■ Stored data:

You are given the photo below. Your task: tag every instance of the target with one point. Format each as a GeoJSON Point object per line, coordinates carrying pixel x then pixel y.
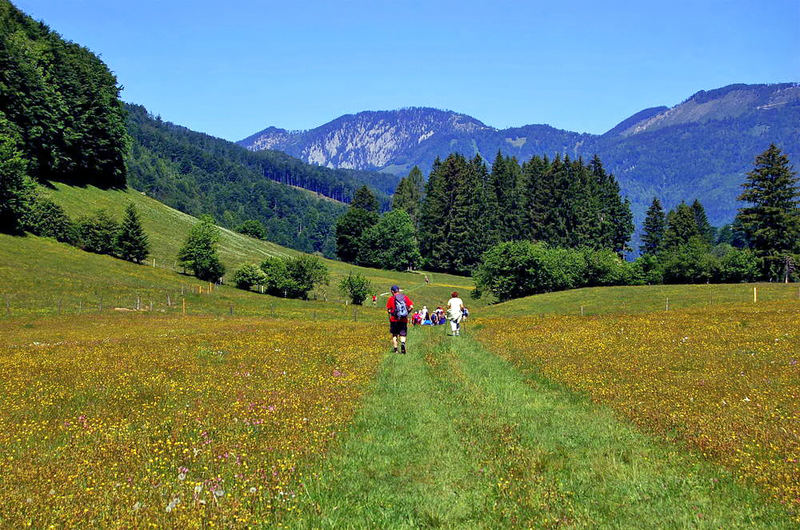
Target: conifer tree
{"type": "Point", "coordinates": [681, 227]}
{"type": "Point", "coordinates": [772, 220]}
{"type": "Point", "coordinates": [409, 193]}
{"type": "Point", "coordinates": [365, 199]}
{"type": "Point", "coordinates": [616, 217]}
{"type": "Point", "coordinates": [132, 241]}
{"type": "Point", "coordinates": [655, 223]}
{"type": "Point", "coordinates": [707, 231]}
{"type": "Point", "coordinates": [16, 189]}
{"type": "Point", "coordinates": [350, 227]}
{"type": "Point", "coordinates": [199, 251]}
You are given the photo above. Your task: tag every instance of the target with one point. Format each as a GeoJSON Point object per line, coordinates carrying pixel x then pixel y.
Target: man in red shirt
{"type": "Point", "coordinates": [398, 306]}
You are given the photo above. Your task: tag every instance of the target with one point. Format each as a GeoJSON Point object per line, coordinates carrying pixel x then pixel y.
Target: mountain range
{"type": "Point", "coordinates": [700, 148]}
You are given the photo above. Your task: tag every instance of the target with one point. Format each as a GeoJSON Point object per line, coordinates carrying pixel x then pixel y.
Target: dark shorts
{"type": "Point", "coordinates": [398, 328]}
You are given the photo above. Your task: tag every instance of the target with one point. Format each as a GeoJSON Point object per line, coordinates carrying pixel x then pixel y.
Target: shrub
{"type": "Point", "coordinates": [47, 219]}
{"type": "Point", "coordinates": [605, 267]}
{"type": "Point", "coordinates": [293, 277]}
{"type": "Point", "coordinates": [252, 228]}
{"type": "Point", "coordinates": [356, 287]}
{"type": "Point", "coordinates": [131, 241]}
{"type": "Point", "coordinates": [738, 266]}
{"type": "Point", "coordinates": [249, 275]}
{"type": "Point", "coordinates": [199, 252]}
{"type": "Point", "coordinates": [692, 262]}
{"type": "Point", "coordinates": [98, 233]}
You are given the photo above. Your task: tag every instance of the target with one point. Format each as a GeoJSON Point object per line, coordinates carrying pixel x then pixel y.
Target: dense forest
{"type": "Point", "coordinates": [464, 209]}
{"type": "Point", "coordinates": [59, 105]}
{"type": "Point", "coordinates": [199, 174]}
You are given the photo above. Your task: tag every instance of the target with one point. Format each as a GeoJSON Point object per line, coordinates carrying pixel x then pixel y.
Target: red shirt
{"type": "Point", "coordinates": [390, 307]}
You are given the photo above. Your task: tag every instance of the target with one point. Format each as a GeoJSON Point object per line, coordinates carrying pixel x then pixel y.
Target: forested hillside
{"type": "Point", "coordinates": [59, 105]}
{"type": "Point", "coordinates": [700, 148]}
{"type": "Point", "coordinates": [199, 174]}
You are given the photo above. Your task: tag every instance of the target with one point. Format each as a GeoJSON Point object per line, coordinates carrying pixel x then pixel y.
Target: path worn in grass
{"type": "Point", "coordinates": [453, 436]}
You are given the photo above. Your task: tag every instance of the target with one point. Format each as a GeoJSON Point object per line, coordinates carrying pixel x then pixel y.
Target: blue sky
{"type": "Point", "coordinates": [232, 68]}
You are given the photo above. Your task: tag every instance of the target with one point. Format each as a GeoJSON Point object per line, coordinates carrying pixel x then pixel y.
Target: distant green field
{"type": "Point", "coordinates": [41, 276]}
{"type": "Point", "coordinates": [641, 299]}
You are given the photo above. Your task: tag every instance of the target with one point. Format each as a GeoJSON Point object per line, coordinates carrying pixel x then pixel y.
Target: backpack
{"type": "Point", "coordinates": [400, 308]}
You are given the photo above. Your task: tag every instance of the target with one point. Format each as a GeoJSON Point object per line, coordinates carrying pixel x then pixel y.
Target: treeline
{"type": "Point", "coordinates": [681, 246]}
{"type": "Point", "coordinates": [199, 174]}
{"type": "Point", "coordinates": [59, 105]}
{"type": "Point", "coordinates": [97, 232]}
{"type": "Point", "coordinates": [465, 209]}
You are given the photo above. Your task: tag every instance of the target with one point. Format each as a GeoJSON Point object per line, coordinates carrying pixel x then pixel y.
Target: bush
{"type": "Point", "coordinates": [47, 219]}
{"type": "Point", "coordinates": [356, 287]}
{"type": "Point", "coordinates": [199, 252]}
{"type": "Point", "coordinates": [293, 277]}
{"type": "Point", "coordinates": [692, 262]}
{"type": "Point", "coordinates": [131, 241]}
{"type": "Point", "coordinates": [98, 233]}
{"type": "Point", "coordinates": [737, 266]}
{"type": "Point", "coordinates": [249, 275]}
{"type": "Point", "coordinates": [646, 270]}
{"type": "Point", "coordinates": [253, 229]}
{"type": "Point", "coordinates": [605, 267]}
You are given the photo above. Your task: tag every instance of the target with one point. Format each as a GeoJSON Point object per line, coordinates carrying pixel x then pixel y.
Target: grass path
{"type": "Point", "coordinates": [453, 436]}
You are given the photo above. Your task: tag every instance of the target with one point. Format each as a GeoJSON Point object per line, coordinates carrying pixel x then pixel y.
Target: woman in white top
{"type": "Point", "coordinates": [455, 311]}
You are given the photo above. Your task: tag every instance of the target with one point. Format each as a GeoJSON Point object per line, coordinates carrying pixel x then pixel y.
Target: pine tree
{"type": "Point", "coordinates": [365, 199]}
{"type": "Point", "coordinates": [132, 241]}
{"type": "Point", "coordinates": [681, 227]}
{"type": "Point", "coordinates": [16, 189]}
{"type": "Point", "coordinates": [707, 231]}
{"type": "Point", "coordinates": [616, 218]}
{"type": "Point", "coordinates": [772, 221]}
{"type": "Point", "coordinates": [409, 193]}
{"type": "Point", "coordinates": [391, 243]}
{"type": "Point", "coordinates": [655, 223]}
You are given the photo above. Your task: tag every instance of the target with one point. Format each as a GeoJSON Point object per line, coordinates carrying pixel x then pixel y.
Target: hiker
{"type": "Point", "coordinates": [455, 312]}
{"type": "Point", "coordinates": [398, 306]}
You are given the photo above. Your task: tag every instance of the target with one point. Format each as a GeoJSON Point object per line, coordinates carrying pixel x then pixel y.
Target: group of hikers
{"type": "Point", "coordinates": [399, 307]}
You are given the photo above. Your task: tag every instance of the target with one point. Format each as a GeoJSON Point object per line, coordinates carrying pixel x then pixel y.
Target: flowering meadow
{"type": "Point", "coordinates": [725, 380]}
{"type": "Point", "coordinates": [133, 420]}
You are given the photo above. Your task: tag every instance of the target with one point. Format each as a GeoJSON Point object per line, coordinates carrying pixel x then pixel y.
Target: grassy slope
{"type": "Point", "coordinates": [453, 436]}
{"type": "Point", "coordinates": [641, 299]}
{"type": "Point", "coordinates": [36, 273]}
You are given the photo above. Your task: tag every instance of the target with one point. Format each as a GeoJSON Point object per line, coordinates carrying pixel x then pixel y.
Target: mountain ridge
{"type": "Point", "coordinates": [699, 148]}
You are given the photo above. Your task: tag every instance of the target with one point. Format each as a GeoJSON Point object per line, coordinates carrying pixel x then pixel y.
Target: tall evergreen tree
{"type": "Point", "coordinates": [16, 189]}
{"type": "Point", "coordinates": [655, 223]}
{"type": "Point", "coordinates": [391, 243]}
{"type": "Point", "coordinates": [681, 227]}
{"type": "Point", "coordinates": [616, 218]}
{"type": "Point", "coordinates": [365, 199]}
{"type": "Point", "coordinates": [707, 231]}
{"type": "Point", "coordinates": [132, 241]}
{"type": "Point", "coordinates": [409, 193]}
{"type": "Point", "coordinates": [772, 220]}
{"type": "Point", "coordinates": [351, 226]}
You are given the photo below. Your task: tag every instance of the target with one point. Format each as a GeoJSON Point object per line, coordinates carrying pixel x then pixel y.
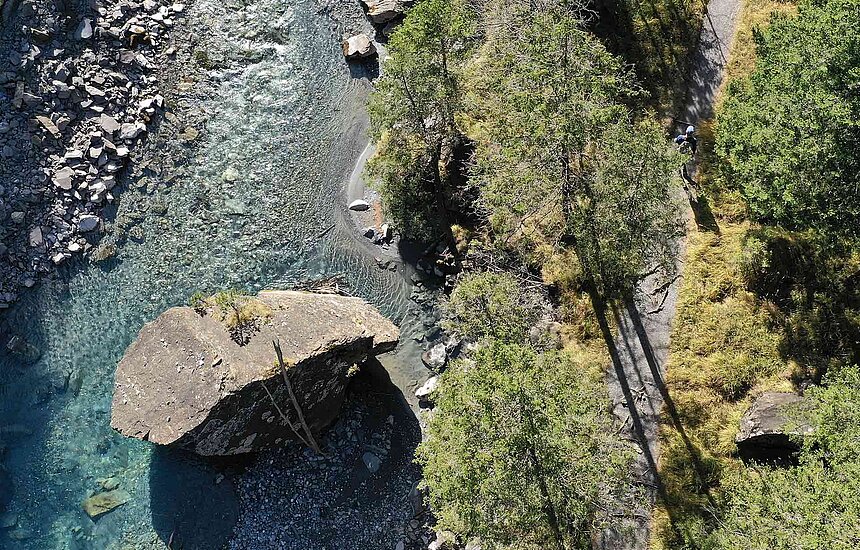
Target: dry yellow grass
{"type": "Point", "coordinates": [724, 348]}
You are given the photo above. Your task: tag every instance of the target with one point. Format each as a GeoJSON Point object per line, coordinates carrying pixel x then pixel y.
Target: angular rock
{"type": "Point", "coordinates": [436, 357]}
{"type": "Point", "coordinates": [36, 239]}
{"type": "Point", "coordinates": [424, 392]}
{"type": "Point", "coordinates": [108, 123]}
{"type": "Point", "coordinates": [186, 382]}
{"type": "Point", "coordinates": [63, 178]}
{"type": "Point", "coordinates": [49, 125]}
{"type": "Point", "coordinates": [359, 205]}
{"type": "Point", "coordinates": [131, 131]}
{"type": "Point", "coordinates": [88, 222]}
{"type": "Point", "coordinates": [382, 11]}
{"type": "Point", "coordinates": [767, 428]}
{"type": "Point", "coordinates": [84, 30]}
{"type": "Point", "coordinates": [358, 47]}
{"type": "Point", "coordinates": [103, 503]}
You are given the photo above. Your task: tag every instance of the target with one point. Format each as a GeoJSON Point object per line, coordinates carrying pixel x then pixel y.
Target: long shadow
{"type": "Point", "coordinates": [701, 208]}
{"type": "Point", "coordinates": [653, 365]}
{"type": "Point", "coordinates": [600, 309]}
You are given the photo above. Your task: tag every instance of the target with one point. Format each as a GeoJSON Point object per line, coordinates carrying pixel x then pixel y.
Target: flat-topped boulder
{"type": "Point", "coordinates": [207, 379]}
{"type": "Point", "coordinates": [768, 428]}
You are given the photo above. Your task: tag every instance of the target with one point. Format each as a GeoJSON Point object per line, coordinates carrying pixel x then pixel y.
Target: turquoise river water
{"type": "Point", "coordinates": [284, 118]}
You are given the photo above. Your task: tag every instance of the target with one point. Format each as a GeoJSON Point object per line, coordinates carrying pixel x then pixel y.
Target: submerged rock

■ THE PROBLEM:
Nothing but the lines from the one containing "Target: turquoise river water" to the end of the entries belongs in the answer, and each must match exactly.

■ WRITTEN SOLUTION:
Target: turquoise river water
{"type": "Point", "coordinates": [284, 118]}
You are given the photo above. Your task: tag every instance of the target with one point. Format each as a GeoJSON Point object per line, coordinates carrying pixel x then pixel y.
Target: submerged rock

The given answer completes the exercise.